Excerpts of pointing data
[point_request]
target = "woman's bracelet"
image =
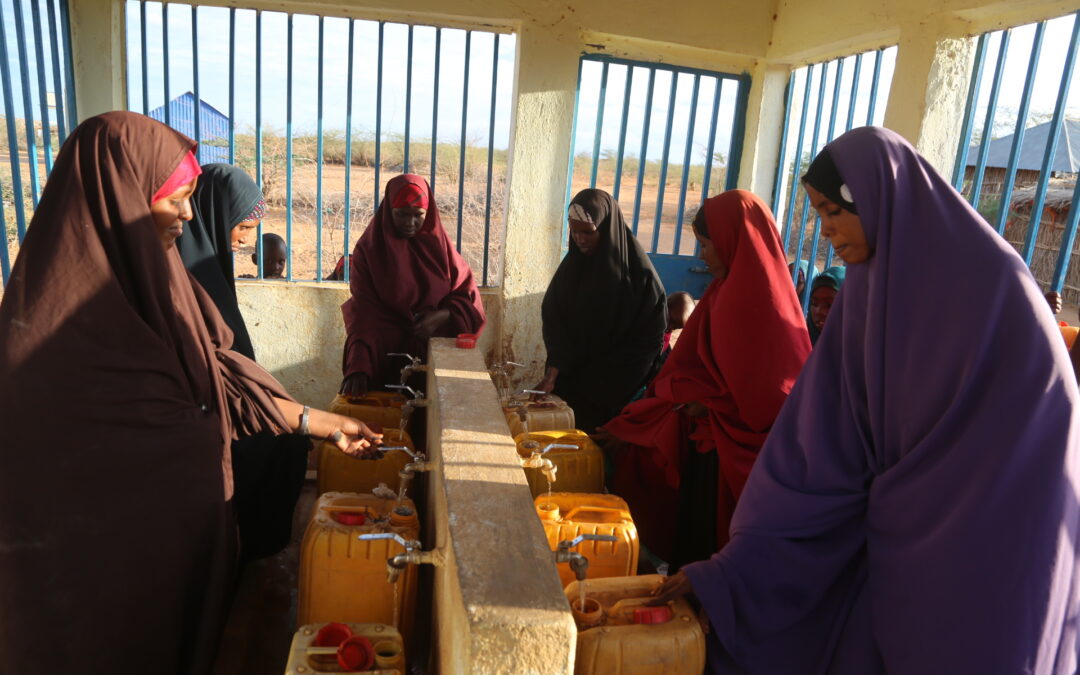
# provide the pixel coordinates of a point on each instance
(305, 421)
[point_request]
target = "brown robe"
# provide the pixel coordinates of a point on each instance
(118, 400)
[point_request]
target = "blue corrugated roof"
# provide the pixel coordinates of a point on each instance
(1066, 157)
(213, 124)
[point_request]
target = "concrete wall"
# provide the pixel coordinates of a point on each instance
(765, 39)
(298, 333)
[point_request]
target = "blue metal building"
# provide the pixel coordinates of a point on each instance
(213, 125)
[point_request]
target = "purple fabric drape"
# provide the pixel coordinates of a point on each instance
(915, 507)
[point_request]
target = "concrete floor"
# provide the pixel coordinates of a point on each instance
(262, 620)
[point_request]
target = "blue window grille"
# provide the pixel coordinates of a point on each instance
(324, 110)
(822, 102)
(1014, 162)
(660, 138)
(36, 73)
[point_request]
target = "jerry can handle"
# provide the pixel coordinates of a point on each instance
(586, 509)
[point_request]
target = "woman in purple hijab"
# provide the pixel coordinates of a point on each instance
(914, 509)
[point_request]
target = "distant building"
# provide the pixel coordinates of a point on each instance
(1066, 160)
(213, 125)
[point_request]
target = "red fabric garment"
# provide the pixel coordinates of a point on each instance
(394, 279)
(739, 354)
(187, 170)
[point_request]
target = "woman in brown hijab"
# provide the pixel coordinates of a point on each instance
(119, 397)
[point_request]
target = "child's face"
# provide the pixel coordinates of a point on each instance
(241, 231)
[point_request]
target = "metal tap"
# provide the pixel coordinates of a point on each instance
(416, 402)
(414, 365)
(413, 555)
(537, 459)
(579, 564)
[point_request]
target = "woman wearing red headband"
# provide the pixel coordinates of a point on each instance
(408, 284)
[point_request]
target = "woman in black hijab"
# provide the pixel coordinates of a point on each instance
(604, 314)
(268, 470)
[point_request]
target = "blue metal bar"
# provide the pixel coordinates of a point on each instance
(408, 99)
(490, 157)
(39, 38)
(1055, 130)
(197, 111)
(462, 148)
(779, 180)
(622, 132)
(603, 58)
(288, 153)
(663, 162)
(68, 65)
(1068, 241)
(686, 163)
(643, 157)
(9, 107)
(806, 202)
(854, 92)
(1025, 105)
(348, 154)
(706, 180)
(232, 85)
(434, 111)
(969, 116)
(164, 53)
(574, 136)
(378, 120)
(319, 165)
(738, 132)
(991, 107)
(144, 57)
(4, 264)
(57, 78)
(790, 212)
(599, 126)
(24, 71)
(258, 131)
(874, 86)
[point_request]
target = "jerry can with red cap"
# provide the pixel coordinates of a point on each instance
(566, 515)
(619, 634)
(543, 415)
(374, 648)
(375, 407)
(342, 473)
(343, 578)
(578, 461)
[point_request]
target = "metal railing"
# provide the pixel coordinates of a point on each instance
(853, 100)
(38, 107)
(703, 111)
(359, 100)
(1017, 156)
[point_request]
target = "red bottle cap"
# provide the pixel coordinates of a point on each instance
(356, 653)
(332, 635)
(651, 616)
(346, 517)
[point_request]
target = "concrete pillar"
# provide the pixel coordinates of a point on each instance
(98, 55)
(765, 121)
(539, 154)
(929, 92)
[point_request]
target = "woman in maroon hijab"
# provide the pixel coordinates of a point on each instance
(408, 284)
(697, 433)
(119, 396)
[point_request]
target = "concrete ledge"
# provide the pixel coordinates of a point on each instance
(499, 606)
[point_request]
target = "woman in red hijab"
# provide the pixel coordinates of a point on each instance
(408, 284)
(694, 436)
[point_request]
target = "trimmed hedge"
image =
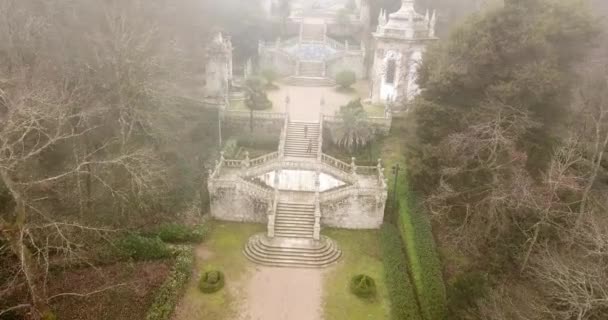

• _Aim_
How many of the lines above contain the word "purple"? Give only the number.

• _Solved problem_
2